Set problem
Take the line containing "Please mark the woman's gray" and all lines after it to the end of the records, and output them exactly.

Entries supplied
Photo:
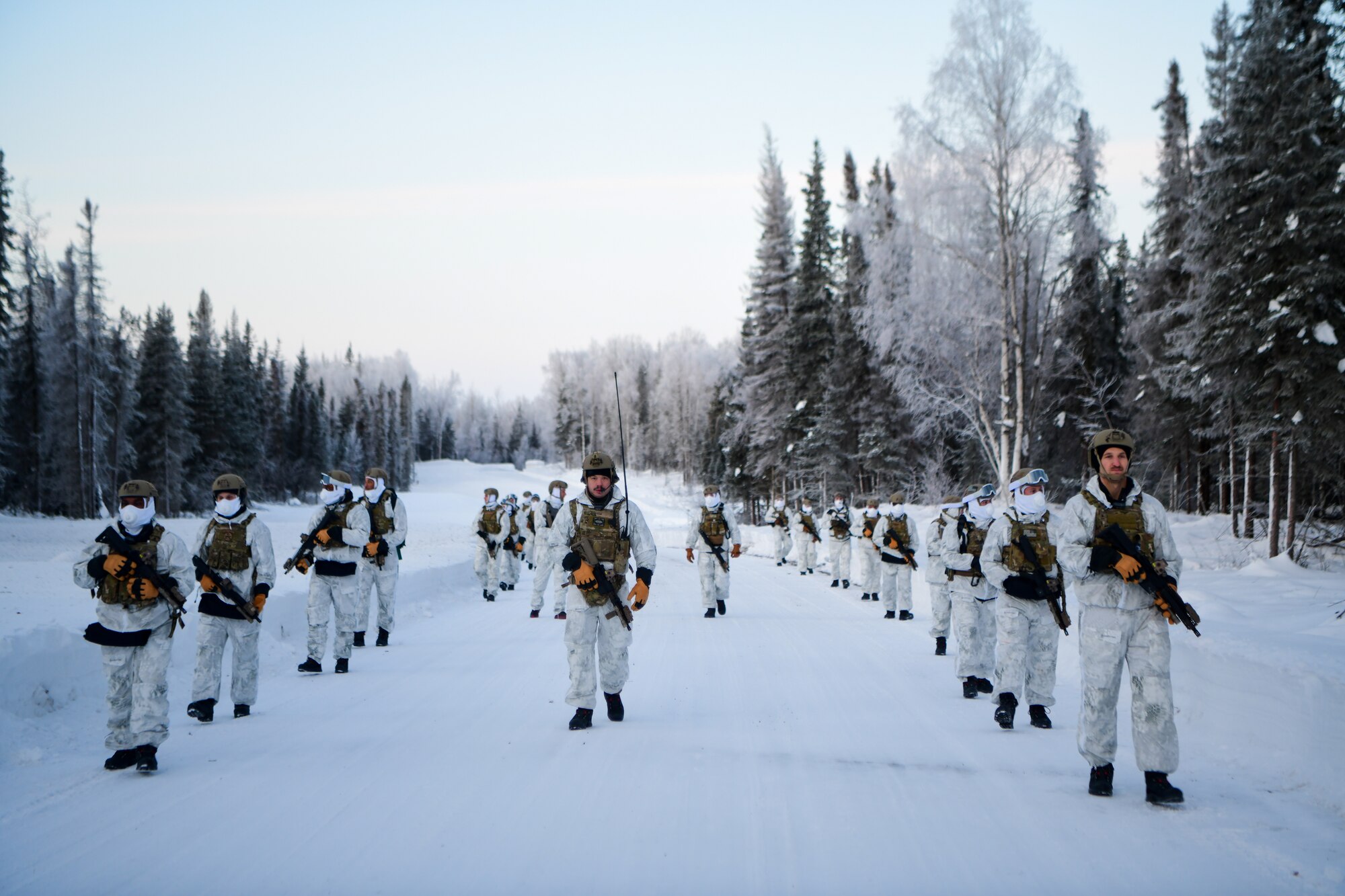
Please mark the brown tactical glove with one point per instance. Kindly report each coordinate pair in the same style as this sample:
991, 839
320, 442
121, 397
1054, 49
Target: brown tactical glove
119, 567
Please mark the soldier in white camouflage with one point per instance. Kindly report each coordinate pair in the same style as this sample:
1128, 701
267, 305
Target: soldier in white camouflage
135, 626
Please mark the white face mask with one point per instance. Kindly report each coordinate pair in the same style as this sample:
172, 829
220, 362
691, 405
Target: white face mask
1034, 503
137, 518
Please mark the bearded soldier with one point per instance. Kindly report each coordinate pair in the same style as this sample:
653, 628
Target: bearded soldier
135, 624
607, 526
235, 545
779, 522
383, 556
938, 576
898, 540
715, 526
973, 598
806, 534
490, 529
868, 551
341, 529
1120, 622
1028, 635
547, 557
839, 525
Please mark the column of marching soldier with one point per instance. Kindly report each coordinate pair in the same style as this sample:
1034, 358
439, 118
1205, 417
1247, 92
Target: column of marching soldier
999, 575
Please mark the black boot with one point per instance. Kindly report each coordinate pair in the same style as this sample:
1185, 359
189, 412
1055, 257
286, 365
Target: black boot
1100, 779
1157, 790
202, 709
1007, 709
120, 759
615, 709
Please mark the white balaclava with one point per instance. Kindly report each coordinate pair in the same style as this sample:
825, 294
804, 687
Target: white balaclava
228, 507
137, 518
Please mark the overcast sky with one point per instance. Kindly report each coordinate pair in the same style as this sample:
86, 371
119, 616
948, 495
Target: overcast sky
465, 181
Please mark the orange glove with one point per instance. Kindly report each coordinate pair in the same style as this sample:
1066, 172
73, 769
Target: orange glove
142, 588
640, 595
119, 567
1129, 568
586, 577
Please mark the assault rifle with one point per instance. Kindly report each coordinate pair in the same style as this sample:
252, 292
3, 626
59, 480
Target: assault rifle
1157, 585
605, 584
716, 549
227, 589
306, 546
167, 587
1055, 599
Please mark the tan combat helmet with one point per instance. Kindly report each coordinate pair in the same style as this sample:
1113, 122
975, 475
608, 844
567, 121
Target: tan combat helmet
601, 462
1110, 439
138, 489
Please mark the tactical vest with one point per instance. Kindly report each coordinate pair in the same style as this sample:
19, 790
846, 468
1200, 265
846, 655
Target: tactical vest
380, 518
1130, 518
114, 591
603, 529
714, 525
1013, 556
228, 548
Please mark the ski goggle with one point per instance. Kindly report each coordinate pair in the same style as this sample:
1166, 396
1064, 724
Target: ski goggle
1034, 478
985, 493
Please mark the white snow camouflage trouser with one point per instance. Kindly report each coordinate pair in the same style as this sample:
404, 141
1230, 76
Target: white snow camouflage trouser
328, 595
1026, 650
896, 585
808, 551
489, 568
715, 579
212, 634
868, 577
1139, 638
548, 563
371, 579
840, 553
974, 623
941, 608
588, 626
138, 690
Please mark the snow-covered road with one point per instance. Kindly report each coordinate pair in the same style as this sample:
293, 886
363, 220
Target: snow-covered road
800, 744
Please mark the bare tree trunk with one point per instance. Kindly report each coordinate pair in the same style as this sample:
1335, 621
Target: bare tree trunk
1273, 487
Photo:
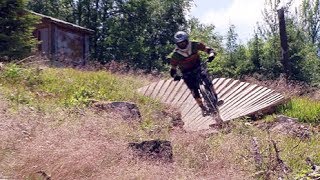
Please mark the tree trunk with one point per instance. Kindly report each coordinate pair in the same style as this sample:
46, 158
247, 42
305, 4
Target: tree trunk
284, 43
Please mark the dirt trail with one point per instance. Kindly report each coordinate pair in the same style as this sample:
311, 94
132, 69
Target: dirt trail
89, 145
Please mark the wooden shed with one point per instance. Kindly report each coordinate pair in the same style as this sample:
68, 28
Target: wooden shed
62, 40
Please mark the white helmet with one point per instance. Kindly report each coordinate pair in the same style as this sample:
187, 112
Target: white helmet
180, 36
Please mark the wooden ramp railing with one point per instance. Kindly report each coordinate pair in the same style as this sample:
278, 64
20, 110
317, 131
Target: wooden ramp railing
240, 99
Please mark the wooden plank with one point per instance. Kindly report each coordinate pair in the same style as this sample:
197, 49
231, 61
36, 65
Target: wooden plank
157, 89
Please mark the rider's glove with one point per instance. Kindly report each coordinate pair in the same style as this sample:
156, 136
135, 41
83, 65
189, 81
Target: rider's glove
211, 57
177, 78
173, 72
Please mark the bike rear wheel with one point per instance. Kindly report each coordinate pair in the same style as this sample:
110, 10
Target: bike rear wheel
209, 99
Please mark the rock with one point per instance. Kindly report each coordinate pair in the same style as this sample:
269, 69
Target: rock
126, 109
153, 150
172, 114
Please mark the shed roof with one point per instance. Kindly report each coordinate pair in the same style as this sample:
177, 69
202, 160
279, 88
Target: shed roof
64, 23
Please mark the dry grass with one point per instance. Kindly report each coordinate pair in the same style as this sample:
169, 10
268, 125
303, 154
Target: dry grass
94, 145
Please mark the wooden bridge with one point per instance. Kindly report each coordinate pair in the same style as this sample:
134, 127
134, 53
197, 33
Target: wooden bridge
240, 99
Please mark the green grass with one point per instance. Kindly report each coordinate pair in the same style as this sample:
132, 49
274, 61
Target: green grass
305, 109
66, 87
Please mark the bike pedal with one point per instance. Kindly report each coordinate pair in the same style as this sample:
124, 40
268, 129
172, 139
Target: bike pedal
220, 102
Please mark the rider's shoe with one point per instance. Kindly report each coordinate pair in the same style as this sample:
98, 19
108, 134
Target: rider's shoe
204, 111
220, 102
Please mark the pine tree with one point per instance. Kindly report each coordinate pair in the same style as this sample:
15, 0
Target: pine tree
16, 27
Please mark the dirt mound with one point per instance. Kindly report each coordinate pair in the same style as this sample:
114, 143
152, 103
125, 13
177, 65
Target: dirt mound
126, 110
154, 150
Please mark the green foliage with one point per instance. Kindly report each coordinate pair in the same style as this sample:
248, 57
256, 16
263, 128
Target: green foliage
137, 32
306, 110
16, 27
65, 87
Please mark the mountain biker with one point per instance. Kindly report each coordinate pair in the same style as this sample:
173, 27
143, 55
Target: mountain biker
186, 57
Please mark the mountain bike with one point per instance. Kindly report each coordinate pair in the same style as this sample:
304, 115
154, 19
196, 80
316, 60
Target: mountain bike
209, 98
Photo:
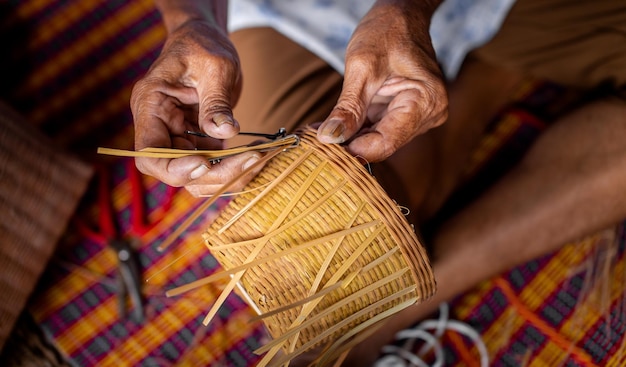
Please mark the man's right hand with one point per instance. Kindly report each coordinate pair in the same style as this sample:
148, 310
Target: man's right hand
191, 86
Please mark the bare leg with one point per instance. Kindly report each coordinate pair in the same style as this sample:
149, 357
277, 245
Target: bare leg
571, 183
424, 173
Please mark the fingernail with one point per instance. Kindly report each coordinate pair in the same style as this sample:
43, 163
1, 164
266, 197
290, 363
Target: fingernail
199, 171
221, 119
333, 128
250, 162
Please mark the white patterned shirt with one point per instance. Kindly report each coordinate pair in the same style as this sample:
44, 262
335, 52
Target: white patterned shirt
324, 26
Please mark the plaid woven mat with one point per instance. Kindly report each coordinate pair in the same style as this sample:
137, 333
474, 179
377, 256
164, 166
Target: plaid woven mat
72, 68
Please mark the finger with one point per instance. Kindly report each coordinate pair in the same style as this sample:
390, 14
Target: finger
174, 172
225, 172
215, 95
398, 124
348, 115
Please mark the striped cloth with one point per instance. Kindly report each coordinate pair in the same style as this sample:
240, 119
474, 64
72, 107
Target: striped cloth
78, 303
71, 69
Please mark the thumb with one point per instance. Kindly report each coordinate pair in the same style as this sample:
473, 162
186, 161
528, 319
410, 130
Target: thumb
348, 115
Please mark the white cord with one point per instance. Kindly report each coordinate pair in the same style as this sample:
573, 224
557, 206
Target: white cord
401, 356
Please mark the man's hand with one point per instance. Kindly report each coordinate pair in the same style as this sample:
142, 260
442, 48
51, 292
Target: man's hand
191, 86
393, 88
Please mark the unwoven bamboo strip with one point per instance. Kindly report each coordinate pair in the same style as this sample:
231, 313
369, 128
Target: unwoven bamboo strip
315, 282
316, 246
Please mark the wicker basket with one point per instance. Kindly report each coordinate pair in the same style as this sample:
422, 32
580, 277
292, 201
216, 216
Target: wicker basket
319, 251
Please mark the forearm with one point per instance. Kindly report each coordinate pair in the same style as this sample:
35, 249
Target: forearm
178, 12
424, 8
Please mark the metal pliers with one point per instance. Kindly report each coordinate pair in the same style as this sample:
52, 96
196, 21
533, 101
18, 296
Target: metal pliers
128, 271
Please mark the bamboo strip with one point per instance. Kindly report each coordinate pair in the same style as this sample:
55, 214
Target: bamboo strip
308, 308
335, 307
346, 336
204, 206
256, 262
290, 140
267, 189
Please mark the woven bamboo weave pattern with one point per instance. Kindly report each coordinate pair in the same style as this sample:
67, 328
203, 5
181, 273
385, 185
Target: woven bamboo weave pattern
314, 225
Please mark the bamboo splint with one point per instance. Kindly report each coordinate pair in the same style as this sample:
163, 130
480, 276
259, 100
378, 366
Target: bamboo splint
320, 250
316, 247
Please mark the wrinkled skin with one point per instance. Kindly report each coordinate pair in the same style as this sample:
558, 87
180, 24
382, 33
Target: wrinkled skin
393, 89
191, 86
392, 92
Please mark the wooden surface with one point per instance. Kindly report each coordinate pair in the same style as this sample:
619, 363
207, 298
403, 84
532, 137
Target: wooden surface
40, 187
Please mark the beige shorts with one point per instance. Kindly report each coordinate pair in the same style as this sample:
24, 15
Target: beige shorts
575, 43
578, 43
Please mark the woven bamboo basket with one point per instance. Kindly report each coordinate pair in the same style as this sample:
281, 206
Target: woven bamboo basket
319, 251
315, 245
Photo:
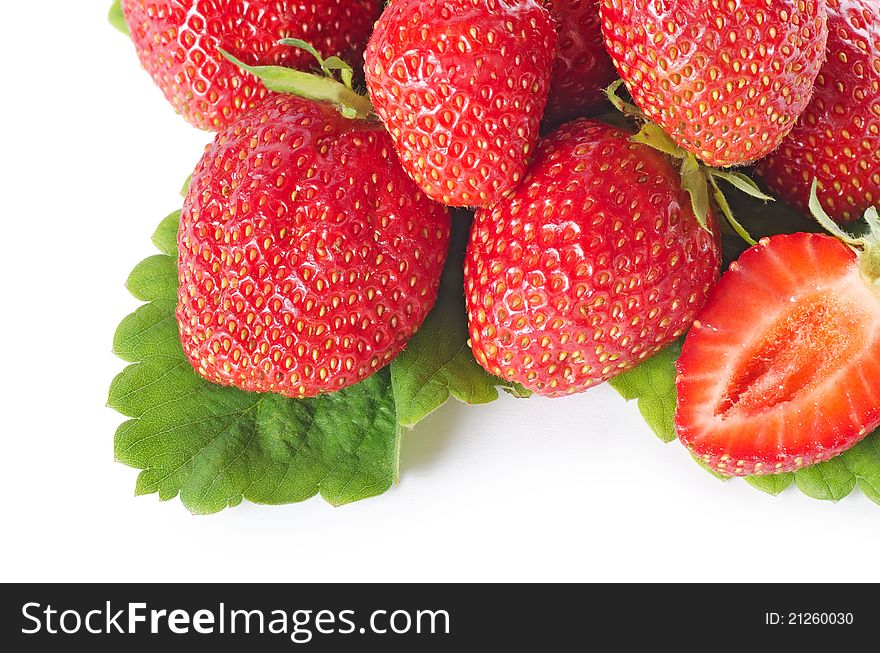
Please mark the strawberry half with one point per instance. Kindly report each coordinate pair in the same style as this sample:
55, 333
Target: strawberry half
726, 80
595, 263
461, 86
178, 44
782, 367
837, 139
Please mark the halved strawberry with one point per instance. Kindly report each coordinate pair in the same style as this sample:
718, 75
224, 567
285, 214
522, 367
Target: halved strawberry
782, 368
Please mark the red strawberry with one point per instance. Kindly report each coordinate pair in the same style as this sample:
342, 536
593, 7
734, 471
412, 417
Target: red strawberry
837, 139
726, 80
583, 68
307, 256
595, 263
177, 43
782, 368
462, 85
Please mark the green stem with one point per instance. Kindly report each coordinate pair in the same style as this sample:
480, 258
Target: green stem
309, 86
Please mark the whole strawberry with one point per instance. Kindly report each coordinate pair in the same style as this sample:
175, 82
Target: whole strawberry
307, 256
594, 264
177, 42
461, 86
726, 80
837, 139
782, 367
583, 68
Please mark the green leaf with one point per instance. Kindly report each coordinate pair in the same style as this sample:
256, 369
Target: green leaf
693, 180
165, 236
770, 483
216, 446
829, 481
117, 19
653, 384
308, 86
729, 215
438, 362
742, 182
653, 136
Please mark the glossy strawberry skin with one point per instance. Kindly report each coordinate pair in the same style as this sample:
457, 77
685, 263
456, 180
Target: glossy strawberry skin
461, 86
583, 69
837, 139
726, 80
782, 367
307, 256
594, 264
177, 43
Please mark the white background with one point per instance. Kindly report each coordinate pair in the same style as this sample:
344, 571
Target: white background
576, 489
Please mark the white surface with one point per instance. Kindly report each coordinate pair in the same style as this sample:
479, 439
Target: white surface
575, 489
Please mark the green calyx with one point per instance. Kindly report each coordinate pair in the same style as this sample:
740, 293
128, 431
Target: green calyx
117, 18
867, 247
320, 88
697, 179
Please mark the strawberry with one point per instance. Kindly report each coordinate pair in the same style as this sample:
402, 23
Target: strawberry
726, 80
595, 263
461, 86
307, 256
177, 42
782, 368
583, 68
837, 139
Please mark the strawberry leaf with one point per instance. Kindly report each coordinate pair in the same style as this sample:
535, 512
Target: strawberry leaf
771, 483
653, 384
215, 446
117, 19
438, 362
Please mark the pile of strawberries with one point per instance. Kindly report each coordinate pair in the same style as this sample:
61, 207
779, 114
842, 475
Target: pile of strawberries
316, 226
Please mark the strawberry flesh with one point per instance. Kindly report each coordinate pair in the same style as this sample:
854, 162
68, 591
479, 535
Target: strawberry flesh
782, 367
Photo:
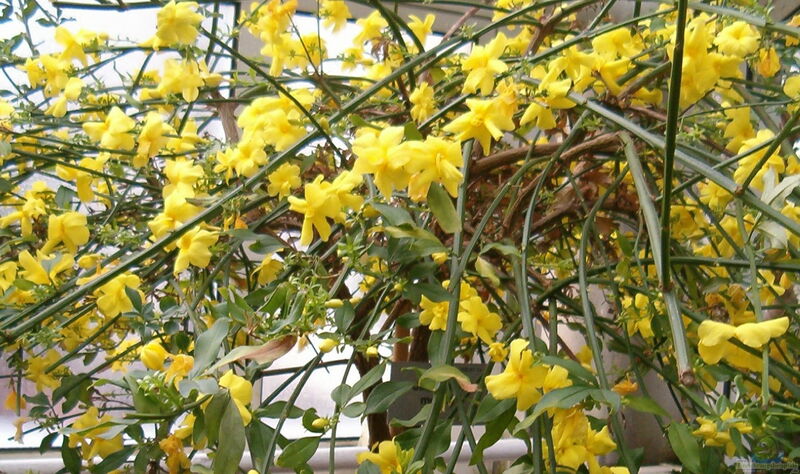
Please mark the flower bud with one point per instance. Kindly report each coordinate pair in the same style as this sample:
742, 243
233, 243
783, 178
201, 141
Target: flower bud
153, 355
328, 345
334, 303
321, 423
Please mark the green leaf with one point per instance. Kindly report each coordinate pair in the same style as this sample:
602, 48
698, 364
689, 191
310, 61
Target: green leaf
47, 442
135, 297
385, 394
490, 408
231, 441
213, 414
414, 292
208, 344
685, 446
275, 410
355, 409
434, 375
258, 436
424, 414
369, 379
560, 398
71, 457
343, 317
114, 461
645, 405
298, 452
494, 430
574, 368
442, 207
409, 231
412, 132
341, 394
64, 197
393, 215
487, 270
267, 352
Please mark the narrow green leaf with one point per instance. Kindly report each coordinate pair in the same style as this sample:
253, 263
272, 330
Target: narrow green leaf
71, 457
434, 375
645, 405
385, 394
231, 441
298, 452
114, 461
369, 379
208, 344
442, 207
685, 446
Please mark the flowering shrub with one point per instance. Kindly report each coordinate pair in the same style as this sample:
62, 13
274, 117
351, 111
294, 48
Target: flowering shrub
466, 197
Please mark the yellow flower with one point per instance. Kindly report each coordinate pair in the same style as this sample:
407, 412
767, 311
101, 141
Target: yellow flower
327, 345
34, 271
739, 128
483, 122
768, 63
483, 64
14, 402
241, 392
714, 337
639, 312
193, 249
113, 132
323, 201
335, 14
112, 298
557, 377
421, 28
521, 379
435, 160
382, 155
388, 457
497, 352
182, 174
433, 314
73, 49
177, 461
371, 27
283, 180
423, 103
271, 19
37, 367
153, 355
151, 139
176, 211
268, 269
180, 367
625, 387
182, 77
748, 163
121, 364
717, 433
69, 228
737, 39
177, 24
476, 319
8, 273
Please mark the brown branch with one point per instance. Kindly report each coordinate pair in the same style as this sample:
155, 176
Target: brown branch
227, 117
607, 142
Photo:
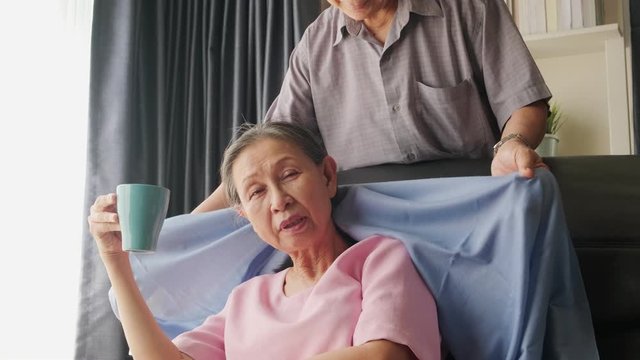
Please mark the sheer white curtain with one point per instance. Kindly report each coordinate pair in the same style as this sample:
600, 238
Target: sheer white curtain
44, 77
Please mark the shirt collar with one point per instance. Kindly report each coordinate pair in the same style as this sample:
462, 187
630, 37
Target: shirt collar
346, 26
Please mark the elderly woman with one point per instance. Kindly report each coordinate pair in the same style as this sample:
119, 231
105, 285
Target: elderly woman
337, 300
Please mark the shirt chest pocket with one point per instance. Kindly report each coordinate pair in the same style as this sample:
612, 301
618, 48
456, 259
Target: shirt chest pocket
456, 118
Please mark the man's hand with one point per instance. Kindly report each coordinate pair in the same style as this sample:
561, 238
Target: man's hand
516, 156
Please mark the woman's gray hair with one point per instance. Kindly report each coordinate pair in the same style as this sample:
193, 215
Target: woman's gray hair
294, 134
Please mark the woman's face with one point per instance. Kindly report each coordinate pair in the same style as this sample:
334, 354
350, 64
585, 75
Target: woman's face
285, 195
359, 9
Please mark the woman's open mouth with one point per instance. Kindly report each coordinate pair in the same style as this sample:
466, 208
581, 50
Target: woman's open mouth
293, 223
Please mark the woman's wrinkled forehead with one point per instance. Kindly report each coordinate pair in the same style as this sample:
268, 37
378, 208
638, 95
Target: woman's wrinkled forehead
266, 152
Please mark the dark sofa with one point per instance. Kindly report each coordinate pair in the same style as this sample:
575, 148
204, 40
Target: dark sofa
601, 198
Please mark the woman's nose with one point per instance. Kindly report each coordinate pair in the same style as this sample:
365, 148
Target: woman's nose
280, 199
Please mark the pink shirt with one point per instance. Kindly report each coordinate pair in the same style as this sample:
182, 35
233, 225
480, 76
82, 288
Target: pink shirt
371, 291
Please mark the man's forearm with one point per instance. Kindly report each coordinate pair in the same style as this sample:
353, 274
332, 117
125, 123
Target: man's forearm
530, 122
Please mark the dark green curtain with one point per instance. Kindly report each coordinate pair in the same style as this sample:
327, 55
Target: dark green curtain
170, 80
634, 15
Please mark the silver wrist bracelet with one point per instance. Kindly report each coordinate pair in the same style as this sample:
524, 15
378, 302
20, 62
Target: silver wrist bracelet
512, 136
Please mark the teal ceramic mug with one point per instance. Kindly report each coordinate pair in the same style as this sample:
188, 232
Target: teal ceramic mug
142, 209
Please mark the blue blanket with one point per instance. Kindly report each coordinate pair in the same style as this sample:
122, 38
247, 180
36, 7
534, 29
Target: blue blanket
495, 251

Exercise response
Please mark the woman's gray hair with one point per instance. Kindly report each coordinate pair in the same style as this sample:
193, 215
Target: woman's gray hair
294, 134
Please mark the woman's face with one point per instance. Kindly report each coordinate pair in the same style as this sample:
334, 354
350, 64
585, 75
Target: woman's face
285, 195
359, 9
Please mark the woman's open mouth with one point per instance. Kindly report each coordinate pair in the same style as this sample:
466, 208
581, 50
Target: woman's open mouth
293, 223
Please mark the woman's wrinkled forehead with one point per instance. Kindly report each coordinate pair in the same style as this sample:
268, 37
378, 208
638, 95
Target: woman's wrinkled forehead
266, 152
Please mark the dark sofa with one point per instance. Kindly report each coordinate pair in the same style as this sample:
575, 148
204, 40
Target: dark sofa
601, 198
Please mark the woman's nose with one point per instance. Kindly report each coordinate pair in the same style as this sample:
365, 148
Target: woman's nose
280, 199
Please mark the pink shirt with one point per instance. Kindly report each coordinate pair in the same style as this sample:
182, 35
233, 225
480, 76
82, 288
Target: pink shirt
371, 291
Please mark the man's forearm with one point per instance. Kindly report each coordinate pair in the same style as this sample:
353, 274
332, 117
125, 123
Target: man's forearm
530, 122
Please mark the dark green curtain with one point per instance. Kindly report each coordinate pair in the same style as this sample:
327, 55
Target: dark green curtain
170, 80
634, 15
Please mark the silver wrist bracelet with one point per instance. Kindly report each coordinate pair in the same style as this sample:
524, 15
378, 302
20, 62
Target: silver wrist bracelet
512, 136
Please mark the teal ceramic mug with one point per instance. Kindly report each coordinate pair in the same style as this sample:
188, 232
Target: teal ceramic mug
142, 209
Please mark the blue blanket with one point per instance. Kindly report each coordinate pair in the same style as this sample:
122, 38
247, 180
36, 7
534, 29
Target: blue blanket
495, 251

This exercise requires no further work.